[What is being asked]:
Reproduce the entries below in full, word for word.

start Data for the task

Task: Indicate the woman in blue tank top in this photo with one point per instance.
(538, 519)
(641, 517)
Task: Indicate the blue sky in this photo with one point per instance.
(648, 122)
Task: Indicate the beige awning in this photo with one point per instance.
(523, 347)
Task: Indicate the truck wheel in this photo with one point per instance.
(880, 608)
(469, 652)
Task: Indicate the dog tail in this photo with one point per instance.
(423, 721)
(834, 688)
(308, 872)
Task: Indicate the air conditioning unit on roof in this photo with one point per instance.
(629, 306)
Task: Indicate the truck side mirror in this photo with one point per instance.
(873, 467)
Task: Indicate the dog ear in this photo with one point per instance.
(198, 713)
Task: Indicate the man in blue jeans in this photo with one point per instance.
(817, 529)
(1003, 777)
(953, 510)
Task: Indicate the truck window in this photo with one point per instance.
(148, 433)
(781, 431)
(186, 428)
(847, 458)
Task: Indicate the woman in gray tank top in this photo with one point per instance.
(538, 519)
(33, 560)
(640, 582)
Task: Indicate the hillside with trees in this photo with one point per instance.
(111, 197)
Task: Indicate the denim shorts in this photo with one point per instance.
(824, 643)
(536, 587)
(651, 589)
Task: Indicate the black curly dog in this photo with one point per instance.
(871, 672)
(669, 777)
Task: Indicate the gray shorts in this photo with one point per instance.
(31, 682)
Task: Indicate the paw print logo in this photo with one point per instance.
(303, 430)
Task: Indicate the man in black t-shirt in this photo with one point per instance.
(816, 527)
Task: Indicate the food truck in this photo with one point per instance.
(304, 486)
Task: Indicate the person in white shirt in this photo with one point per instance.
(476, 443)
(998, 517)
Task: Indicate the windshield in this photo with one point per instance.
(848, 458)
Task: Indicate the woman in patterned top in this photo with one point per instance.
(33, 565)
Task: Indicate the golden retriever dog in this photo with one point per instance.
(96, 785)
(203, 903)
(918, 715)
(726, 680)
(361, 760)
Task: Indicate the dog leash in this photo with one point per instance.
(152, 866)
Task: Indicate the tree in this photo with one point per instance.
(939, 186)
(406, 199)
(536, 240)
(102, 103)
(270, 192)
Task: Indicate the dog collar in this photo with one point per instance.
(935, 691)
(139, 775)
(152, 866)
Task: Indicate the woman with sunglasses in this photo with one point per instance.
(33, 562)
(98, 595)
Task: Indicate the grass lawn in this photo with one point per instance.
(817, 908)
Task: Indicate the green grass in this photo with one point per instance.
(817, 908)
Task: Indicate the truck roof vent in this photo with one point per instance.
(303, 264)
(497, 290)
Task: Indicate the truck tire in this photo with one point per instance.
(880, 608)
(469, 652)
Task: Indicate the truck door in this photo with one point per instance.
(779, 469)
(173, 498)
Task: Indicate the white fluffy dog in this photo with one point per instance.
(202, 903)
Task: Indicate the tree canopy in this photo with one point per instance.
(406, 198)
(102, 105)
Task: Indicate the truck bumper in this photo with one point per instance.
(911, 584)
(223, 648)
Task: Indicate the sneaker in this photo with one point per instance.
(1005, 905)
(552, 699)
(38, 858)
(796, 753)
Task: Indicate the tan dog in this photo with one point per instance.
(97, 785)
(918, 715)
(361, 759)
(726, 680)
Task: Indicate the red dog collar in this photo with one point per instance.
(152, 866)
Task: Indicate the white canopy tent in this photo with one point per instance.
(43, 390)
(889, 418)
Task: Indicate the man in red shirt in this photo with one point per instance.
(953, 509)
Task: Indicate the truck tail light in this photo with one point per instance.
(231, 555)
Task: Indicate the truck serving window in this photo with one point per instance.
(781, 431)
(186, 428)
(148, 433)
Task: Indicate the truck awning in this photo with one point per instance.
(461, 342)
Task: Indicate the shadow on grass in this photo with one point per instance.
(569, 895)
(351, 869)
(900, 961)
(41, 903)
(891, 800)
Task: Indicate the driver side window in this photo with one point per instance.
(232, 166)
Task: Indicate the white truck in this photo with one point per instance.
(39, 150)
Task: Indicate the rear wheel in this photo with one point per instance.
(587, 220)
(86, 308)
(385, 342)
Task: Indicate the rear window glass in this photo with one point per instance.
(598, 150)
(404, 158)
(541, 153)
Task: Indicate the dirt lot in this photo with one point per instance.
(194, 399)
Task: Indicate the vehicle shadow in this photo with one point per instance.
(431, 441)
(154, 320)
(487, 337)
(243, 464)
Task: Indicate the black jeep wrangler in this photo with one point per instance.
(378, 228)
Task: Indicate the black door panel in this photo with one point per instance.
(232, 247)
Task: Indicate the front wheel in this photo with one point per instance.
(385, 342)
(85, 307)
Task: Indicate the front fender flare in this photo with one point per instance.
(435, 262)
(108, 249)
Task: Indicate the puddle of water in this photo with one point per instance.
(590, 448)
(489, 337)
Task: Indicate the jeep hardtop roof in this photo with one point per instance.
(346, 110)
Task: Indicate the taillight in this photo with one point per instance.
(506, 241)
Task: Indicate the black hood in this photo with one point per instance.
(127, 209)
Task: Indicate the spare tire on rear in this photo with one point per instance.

end Data for the task

[Output of the exercise]:
Task: Indicate the woman in blue tank top in this photo with one point per instance.
(538, 519)
(641, 517)
Task: Indicate the blue sky in this photo with one point per instance.
(648, 122)
Task: Indicate the beige awning in this photo with one point per instance.
(523, 347)
Task: Indicate the truck wheel in this photo with one point per instance.
(880, 608)
(469, 652)
Task: Indicate the dog tail in this photo with one point per instance.
(423, 721)
(834, 688)
(308, 872)
Task: Indicate the air conditioning unit on roof in this photo with one point per instance.
(629, 306)
Task: Indicate the truck side mirror in this photo with one point per instance.
(873, 467)
Task: Indicate the dog ear in this photo with one point per instance.
(198, 713)
Task: Indicate the man in blue jeans in this photo with one point per instance.
(817, 529)
(1003, 777)
(953, 510)
Task: Indicate the truck window in this photo with one point per instance.
(148, 433)
(781, 431)
(186, 428)
(847, 458)
Task: Indicate the woman in gray tank top in this photo with one point per instance.
(538, 519)
(33, 560)
(640, 582)
Task: Indicate the hillside with trees in this photo with one point per instance.
(111, 197)
Task: Indicate the denim shorts in this photo with one point per instance.
(824, 643)
(536, 587)
(651, 589)
Task: Indicate the black curly dog in this photo with one point per instance.
(871, 672)
(669, 777)
Task: Indicate the gray shorts in this photo with one point per instance.
(31, 682)
Task: Indicate the paw print logo in this photo with one point per instance.
(303, 430)
Task: Indicate the man in black t-shirt in this photo with one point per instance.
(816, 527)
Task: Indicate the food truck in this photo with one point per instance.
(304, 486)
Task: Indicate the person in white shirt in this photo with one point per instance.
(476, 443)
(998, 517)
Task: Indicate the windshield in this photo with one point per instance.
(848, 458)
Task: Indicate the woman in patterned top in this photo with one point per instance.
(33, 565)
Task: Indicate the golden retriever dog in this photo with one point per instance.
(96, 785)
(203, 903)
(918, 715)
(726, 680)
(361, 760)
Task: Indicate the dog leash in this photo with one point per instance.
(152, 866)
Task: Indicate the tree in this photo with one point per instance.
(939, 186)
(406, 199)
(536, 240)
(102, 103)
(270, 192)
Task: Indicate the dog collar in this photo with one point per instance.
(935, 691)
(139, 775)
(152, 866)
Task: Indicate the woman with sunglasses in this photo with one point per instance.
(33, 562)
(98, 595)
Task: Indicate the grass lawn in this photo with one point per instance.
(817, 908)
Task: Indicate the green grass in this photo with one point per instance.
(817, 908)
Task: Indicate the truck roof vent in this photo with one point per instance.
(303, 264)
(497, 290)
Task: Indicate the truck tire in this photo with one point per instance.
(880, 608)
(469, 652)
Task: Indicate the truck door in this photo with one point per instance.
(779, 469)
(173, 498)
Task: Indicate the white fluffy dog in this photo with one point per instance.
(202, 903)
Task: Indicate the tree canopy in this photo with one point per instance.
(406, 198)
(102, 105)
Task: Indicate the truck bumper in this photo with one point per instance.
(911, 584)
(223, 648)
Task: Indicate the sneaker in this photo with one point per instance.
(1005, 905)
(552, 699)
(38, 858)
(796, 753)
Task: Indicate the tan dog in this photo with one point per instance.
(97, 785)
(918, 715)
(361, 759)
(726, 680)
Task: Indicate the red dog collar in this photo with one point per instance.
(152, 866)
Task: Indicate the white canopy tent in this photo with one point per instance.
(43, 390)
(889, 418)
Task: Indicate the man in red shirt in this photo with one point per instance.
(953, 509)
Task: Indicate the truck tail light in this photo with one point per instance.
(231, 555)
Task: Indicate the truck serving window in this photo with one point per instance.
(781, 431)
(186, 428)
(148, 433)
Task: Indicate the truck awning in this photo with one point per instance.
(461, 342)
Task: Indicate the shadow on grass in this photo with one point per instance.
(569, 895)
(351, 869)
(900, 961)
(41, 903)
(891, 800)
Task: Indicate the driver side window in this photo with one point per instance.
(232, 166)
Task: Indicate the white truck in this photo with one point per instance.
(39, 150)
Task: Indicate the rear wheel in this photo with one point per instance.
(587, 220)
(86, 308)
(385, 342)
Task: Indicate the rear window glass in this photo with one point per instance.
(598, 150)
(404, 158)
(541, 153)
Task: Indicate the dirt lot in this photo with one point per instance.
(194, 399)
Task: Indicate the vehicle shadow in this photo with one point per instance.
(431, 441)
(154, 320)
(487, 337)
(243, 464)
Task: Indicate the black jeep wrangler in this photo with one point per instance.
(378, 228)
Task: Indicate the black door panel in this photo with one point per instance.
(232, 247)
Task: Indicate the front wheel in this photo with one point per instance.
(385, 342)
(85, 307)
Task: Indicate the front fender flare in this photo with one point per instance.
(435, 262)
(108, 249)
Task: Indicate the puddle of water in this photo with one point per instance.
(590, 448)
(489, 337)
Task: Indicate the jeep hardtop roof in this photo with one point per instance.
(346, 110)
Task: Indicate the taillight in this photo with one point per instance.
(506, 241)
Task: Indicate the black hood in this photo with one point per instance.
(127, 209)
Task: Indicate the spare tire on rear in this photo with one point per instance.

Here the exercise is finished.